**What is expected:** Check each line of the listing below for the string "bald", then copy every line that has it.

**Data for the task:**

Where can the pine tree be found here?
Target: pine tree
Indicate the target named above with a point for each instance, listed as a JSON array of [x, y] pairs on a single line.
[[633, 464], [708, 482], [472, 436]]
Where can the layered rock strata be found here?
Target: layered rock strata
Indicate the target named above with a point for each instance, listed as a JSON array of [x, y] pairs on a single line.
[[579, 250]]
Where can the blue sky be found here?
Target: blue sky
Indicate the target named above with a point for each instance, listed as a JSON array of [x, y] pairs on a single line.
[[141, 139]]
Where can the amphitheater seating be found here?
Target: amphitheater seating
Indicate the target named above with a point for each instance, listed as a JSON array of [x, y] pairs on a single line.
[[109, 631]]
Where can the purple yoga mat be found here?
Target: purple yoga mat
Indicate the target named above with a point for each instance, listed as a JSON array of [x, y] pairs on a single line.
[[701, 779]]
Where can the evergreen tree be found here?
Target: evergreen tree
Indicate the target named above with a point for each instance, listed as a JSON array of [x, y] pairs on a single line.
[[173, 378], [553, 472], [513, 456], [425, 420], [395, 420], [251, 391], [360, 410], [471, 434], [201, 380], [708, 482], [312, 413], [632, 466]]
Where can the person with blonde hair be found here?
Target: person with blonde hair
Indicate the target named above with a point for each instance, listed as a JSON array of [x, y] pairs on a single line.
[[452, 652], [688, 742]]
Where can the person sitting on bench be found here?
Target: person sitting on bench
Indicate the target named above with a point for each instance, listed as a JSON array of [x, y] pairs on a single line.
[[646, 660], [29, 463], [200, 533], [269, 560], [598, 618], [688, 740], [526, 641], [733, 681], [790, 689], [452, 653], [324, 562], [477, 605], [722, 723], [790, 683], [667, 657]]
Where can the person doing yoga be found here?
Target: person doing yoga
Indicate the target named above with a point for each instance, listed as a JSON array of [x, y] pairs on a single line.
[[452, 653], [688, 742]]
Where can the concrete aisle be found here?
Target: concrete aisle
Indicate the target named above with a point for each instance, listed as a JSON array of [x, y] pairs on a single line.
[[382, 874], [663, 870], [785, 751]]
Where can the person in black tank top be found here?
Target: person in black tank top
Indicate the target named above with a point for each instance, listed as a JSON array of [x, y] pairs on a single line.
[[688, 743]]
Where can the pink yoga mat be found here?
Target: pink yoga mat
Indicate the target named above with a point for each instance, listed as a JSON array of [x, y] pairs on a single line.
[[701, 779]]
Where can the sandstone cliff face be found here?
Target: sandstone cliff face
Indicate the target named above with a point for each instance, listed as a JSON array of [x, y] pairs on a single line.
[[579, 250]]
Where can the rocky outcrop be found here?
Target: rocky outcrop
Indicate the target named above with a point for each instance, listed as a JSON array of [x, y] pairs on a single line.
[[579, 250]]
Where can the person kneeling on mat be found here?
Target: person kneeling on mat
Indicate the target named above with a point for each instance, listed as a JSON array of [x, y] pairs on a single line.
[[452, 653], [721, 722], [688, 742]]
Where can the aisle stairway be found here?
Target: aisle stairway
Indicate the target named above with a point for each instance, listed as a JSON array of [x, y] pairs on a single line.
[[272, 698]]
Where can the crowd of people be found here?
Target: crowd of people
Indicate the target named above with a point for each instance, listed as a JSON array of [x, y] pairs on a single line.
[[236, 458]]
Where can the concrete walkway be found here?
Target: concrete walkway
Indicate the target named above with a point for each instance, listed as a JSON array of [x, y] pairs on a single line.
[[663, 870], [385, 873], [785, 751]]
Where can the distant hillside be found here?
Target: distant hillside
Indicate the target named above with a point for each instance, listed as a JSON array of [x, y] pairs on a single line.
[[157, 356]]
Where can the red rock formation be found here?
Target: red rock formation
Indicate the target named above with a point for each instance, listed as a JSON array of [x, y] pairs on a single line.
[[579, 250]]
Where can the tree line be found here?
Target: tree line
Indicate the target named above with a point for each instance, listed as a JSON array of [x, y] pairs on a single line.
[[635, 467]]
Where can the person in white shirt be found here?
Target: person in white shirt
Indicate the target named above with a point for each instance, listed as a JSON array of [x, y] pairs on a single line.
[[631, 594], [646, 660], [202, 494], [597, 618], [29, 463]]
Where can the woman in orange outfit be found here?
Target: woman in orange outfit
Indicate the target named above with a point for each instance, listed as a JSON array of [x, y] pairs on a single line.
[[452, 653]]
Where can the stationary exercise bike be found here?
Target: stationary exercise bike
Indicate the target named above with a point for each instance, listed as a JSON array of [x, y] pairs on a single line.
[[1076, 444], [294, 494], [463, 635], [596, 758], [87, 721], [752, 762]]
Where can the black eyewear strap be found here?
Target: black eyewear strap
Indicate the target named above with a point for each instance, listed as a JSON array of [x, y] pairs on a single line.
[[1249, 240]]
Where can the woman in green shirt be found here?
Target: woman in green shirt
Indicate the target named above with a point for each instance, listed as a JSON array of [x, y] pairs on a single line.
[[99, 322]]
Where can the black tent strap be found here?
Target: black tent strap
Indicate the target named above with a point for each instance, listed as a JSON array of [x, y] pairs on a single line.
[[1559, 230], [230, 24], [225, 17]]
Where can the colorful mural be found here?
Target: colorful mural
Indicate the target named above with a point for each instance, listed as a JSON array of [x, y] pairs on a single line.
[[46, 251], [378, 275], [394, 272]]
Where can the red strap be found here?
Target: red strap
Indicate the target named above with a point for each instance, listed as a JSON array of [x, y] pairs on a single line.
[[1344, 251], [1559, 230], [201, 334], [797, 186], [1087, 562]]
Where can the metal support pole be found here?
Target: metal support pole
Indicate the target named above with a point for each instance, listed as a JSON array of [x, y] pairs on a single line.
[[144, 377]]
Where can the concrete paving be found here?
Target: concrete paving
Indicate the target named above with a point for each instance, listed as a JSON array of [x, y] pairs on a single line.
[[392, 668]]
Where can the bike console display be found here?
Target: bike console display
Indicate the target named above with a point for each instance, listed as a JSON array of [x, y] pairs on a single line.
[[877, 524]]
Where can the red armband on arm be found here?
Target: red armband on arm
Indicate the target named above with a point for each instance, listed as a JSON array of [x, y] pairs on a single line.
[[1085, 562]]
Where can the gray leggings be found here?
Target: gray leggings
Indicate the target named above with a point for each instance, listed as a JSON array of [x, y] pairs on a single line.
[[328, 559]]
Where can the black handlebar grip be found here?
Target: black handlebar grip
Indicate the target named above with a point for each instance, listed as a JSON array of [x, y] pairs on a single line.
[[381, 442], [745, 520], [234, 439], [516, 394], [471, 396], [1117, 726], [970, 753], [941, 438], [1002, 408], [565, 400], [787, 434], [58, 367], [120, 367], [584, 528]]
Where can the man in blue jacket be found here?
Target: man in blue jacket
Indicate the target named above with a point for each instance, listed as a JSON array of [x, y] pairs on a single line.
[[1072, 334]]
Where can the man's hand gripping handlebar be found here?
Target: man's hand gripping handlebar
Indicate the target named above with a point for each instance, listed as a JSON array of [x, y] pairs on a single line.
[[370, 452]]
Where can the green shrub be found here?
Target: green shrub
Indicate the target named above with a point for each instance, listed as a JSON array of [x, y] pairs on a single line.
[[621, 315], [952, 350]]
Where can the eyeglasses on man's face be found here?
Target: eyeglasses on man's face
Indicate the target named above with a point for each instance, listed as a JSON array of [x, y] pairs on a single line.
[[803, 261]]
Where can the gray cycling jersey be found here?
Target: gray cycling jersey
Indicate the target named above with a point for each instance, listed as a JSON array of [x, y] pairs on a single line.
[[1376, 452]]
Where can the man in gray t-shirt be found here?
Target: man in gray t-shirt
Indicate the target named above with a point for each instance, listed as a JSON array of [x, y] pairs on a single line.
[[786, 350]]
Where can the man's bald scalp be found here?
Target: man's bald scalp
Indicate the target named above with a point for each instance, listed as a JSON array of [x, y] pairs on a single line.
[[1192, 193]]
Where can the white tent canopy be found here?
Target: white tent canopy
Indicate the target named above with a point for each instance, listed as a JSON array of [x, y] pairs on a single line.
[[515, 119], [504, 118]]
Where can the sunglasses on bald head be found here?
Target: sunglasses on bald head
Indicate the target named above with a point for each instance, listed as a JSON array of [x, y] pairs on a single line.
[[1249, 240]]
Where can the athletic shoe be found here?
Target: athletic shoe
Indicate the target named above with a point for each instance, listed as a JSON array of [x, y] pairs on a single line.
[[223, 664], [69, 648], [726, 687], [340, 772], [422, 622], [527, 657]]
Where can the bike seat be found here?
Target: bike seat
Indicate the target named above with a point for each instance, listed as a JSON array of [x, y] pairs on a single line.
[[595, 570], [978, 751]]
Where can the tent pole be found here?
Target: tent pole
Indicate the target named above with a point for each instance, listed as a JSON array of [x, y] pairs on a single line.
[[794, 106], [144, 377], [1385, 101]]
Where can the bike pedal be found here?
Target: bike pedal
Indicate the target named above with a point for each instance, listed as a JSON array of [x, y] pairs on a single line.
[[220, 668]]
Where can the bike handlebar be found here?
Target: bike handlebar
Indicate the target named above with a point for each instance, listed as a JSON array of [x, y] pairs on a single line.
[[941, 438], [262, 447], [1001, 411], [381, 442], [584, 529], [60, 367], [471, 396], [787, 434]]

**Response area:**
Where can the man's bald scalp be found here?
Target: man's bald scalp
Where can the sunglasses on bald head be found here?
Target: sunglasses on bald head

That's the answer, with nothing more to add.